━━━━━ Quoted text

Parsing/Codegen GSoC Project

94 views
Skip to first unread message

Tirthankar Mazumder

unread,
Mar 28, 2023, 12:59:28 PM3/28/23
to sympy
Hello everyone, my name is Tirthankar Mazumder and I am a third year undergraduate mathematics student in the Indian Institute of Technology, Bombay. This year, I would like to do a GSoC project in either the parsing or codegen submodules of SymPy.

I've looked at the project ideas for both submodules, and also the previous work done in those areas. I saw that there was an early GSoC project in 2010 by Øyvind Jensen which essentially gave birth to the autowrap stuff in the sympy.codegen submodule.

Along with this, there were two more recent projects in 2015 and 2019 respectively, by Ankit Pandey and Nikhil Maan. Ankit added functionality for generating Fortran code from the equivalent SymPy code using LFortran, and also did some work in optimizing certain matrix codegen operations. Nikhil setup the framework for and wrote most of the current C and Fortran parsers.

With this prior work in mind, I want to ask about three things to the community:
1) Is there a mentor for this project, or someone willing to mentor for this project? I know that last year, Anurag had a very strong proposal which was unfortunately not accepted as a GSoC project due to a lack of mentors.
2) Even though I have used SymPy over the past two years for some assignments and other projects, I have not used much of SymPy's codegen or parsing capabilities beyond lambdify. What kind of use cases are these submodules usually used for, and what kind of improvements (bug fixes, feature requests, more documentation, etc.) would the community like to see in these areas?
3) What are some of the possible GSoC projects could I do for these two projects? (Note that while I am asking about information for both submodules, I am fine with just contributing to one of these submodules.)

The GSoC ideas page mentions that a lot of work has been done in the intervening time between now and the previous GSoC, and hence to ask about the current state of affairs in these submodules.

parsing:
In the C parser, there are currently a few bugs (one of which I have been working on), and the transform_string_literal node code is left as a TODO. One of the things I could do as a part of a parsing related GSoC is to fix these issues.

Along with that, I could also perhaps add another language to the parsing submodule (like, say, Rust/Julia/C++), but is there a demand for that? Would it be worth the developer and maintainer effort to do something like that? Are there other parsing related projects I could do?

codegen:
While I admit that I didn't poke around in the codegen submodule too much (and hence am not too familiar with the current state of affairs), the GSoC ideas page mentions that adding support for more fnodes for Fortran, adding support for OpenMP directives, and looking into optimized matrix codegen calls could be a solid GSoC project. What are your thoughts on that?

━━━━━━━━━━

» **Instructions for the task**: According to the forum thread about the SymPy GSoC project, who wrote most of the current C and Fortran parsers? The rows that come next are taken from a different source.

━━━━━ Stored rows

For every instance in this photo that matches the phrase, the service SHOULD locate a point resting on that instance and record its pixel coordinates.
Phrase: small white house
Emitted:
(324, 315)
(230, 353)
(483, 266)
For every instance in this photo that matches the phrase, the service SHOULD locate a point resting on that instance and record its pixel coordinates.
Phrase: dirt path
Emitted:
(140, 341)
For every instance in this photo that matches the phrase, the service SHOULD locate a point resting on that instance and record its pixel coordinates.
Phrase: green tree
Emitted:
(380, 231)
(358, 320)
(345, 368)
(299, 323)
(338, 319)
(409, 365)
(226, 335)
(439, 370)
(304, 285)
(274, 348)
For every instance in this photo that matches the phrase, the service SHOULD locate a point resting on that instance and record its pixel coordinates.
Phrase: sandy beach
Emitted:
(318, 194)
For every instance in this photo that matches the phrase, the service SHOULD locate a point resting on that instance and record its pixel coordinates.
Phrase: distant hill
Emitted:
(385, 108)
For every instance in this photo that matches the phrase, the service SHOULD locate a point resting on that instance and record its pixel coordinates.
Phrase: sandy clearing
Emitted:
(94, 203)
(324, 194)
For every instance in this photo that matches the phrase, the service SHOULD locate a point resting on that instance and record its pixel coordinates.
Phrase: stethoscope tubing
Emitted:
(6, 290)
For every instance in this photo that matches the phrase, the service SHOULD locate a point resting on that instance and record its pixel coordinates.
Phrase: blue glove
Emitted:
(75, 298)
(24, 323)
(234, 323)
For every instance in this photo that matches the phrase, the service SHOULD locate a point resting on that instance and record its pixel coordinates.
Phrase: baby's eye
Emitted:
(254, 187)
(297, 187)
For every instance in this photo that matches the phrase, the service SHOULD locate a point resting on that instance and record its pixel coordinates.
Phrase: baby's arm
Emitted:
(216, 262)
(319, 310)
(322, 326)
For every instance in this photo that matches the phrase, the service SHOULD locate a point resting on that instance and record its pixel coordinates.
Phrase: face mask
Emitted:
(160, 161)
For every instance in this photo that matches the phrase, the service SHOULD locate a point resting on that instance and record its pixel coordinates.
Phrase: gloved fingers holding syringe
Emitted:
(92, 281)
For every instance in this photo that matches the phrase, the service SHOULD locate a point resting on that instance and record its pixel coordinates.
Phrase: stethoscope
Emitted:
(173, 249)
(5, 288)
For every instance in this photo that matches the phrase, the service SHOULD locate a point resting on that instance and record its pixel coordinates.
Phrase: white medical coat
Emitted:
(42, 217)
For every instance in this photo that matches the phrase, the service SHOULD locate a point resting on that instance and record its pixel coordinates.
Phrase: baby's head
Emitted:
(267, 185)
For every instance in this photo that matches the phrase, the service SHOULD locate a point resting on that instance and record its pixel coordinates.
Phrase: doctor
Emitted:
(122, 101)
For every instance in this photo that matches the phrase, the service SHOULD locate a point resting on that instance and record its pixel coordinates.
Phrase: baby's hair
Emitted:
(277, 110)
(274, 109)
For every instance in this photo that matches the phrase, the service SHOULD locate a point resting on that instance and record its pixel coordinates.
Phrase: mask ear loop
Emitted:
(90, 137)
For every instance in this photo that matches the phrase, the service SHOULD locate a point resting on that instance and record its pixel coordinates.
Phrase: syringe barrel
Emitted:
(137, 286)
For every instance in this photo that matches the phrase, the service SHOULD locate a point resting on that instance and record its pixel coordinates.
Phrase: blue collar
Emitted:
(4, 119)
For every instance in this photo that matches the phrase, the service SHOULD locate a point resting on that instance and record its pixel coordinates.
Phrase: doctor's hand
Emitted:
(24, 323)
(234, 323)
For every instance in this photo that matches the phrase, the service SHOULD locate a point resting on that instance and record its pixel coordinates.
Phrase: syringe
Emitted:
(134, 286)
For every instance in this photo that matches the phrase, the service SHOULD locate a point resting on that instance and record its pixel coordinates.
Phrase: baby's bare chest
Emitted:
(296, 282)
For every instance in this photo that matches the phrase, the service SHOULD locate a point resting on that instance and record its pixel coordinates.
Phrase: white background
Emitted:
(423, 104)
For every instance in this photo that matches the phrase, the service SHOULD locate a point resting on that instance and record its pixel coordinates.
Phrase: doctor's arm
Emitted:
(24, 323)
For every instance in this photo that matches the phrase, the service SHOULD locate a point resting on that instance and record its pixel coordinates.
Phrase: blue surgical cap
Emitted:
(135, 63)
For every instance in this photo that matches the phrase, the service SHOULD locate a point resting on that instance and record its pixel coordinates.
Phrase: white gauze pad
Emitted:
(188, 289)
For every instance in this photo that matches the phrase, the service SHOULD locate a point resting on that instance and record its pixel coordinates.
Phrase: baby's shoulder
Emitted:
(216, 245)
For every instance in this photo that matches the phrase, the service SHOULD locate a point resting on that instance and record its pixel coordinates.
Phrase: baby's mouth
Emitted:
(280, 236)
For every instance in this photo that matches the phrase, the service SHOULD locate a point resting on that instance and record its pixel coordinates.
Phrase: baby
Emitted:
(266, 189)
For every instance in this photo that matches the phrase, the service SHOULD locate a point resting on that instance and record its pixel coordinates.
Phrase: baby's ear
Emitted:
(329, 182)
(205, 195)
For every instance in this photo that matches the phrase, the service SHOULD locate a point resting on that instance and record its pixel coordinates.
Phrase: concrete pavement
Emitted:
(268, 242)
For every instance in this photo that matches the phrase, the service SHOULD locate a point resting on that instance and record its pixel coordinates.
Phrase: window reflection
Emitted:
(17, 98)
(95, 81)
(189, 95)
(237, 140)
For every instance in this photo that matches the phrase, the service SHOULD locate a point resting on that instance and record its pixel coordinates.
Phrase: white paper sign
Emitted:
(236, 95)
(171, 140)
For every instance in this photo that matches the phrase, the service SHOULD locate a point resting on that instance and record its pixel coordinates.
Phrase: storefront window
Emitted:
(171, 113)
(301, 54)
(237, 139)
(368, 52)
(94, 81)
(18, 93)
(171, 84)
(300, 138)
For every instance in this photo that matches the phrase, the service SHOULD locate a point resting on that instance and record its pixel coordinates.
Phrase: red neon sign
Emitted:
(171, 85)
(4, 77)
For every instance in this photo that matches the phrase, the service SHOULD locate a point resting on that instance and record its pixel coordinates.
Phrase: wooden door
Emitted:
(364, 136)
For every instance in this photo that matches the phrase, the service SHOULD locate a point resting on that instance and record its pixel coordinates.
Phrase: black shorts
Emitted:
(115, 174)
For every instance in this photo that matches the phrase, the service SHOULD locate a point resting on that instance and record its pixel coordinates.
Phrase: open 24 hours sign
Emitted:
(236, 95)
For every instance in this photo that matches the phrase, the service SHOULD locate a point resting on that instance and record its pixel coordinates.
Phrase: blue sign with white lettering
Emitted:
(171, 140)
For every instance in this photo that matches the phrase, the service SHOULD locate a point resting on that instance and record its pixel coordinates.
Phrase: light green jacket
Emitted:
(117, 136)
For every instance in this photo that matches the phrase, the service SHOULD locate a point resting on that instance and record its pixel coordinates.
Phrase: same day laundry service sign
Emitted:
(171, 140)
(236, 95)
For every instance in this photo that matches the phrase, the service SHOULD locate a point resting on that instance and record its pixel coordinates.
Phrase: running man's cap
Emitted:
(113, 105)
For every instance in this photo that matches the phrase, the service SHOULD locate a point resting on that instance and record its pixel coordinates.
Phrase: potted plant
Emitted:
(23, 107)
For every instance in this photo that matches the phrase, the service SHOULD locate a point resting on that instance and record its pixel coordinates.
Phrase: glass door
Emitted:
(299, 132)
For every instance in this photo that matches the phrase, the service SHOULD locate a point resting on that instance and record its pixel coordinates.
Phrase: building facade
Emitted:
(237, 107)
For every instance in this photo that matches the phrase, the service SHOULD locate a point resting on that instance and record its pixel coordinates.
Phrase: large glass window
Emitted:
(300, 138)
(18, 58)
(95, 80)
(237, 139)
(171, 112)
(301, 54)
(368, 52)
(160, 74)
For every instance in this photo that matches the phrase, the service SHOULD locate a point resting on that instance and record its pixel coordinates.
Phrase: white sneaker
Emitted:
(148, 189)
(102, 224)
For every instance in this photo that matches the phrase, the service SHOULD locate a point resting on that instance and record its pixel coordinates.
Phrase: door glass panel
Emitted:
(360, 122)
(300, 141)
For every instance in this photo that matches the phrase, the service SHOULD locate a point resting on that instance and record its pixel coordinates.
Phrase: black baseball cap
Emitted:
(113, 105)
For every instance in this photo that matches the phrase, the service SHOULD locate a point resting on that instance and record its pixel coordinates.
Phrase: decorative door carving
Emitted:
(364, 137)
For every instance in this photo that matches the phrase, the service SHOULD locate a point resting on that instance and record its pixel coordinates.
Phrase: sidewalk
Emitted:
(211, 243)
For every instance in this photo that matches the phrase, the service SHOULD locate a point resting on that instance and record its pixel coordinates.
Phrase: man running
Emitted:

━━━━━━━━━━

» **Task result**: Nikhil Maan.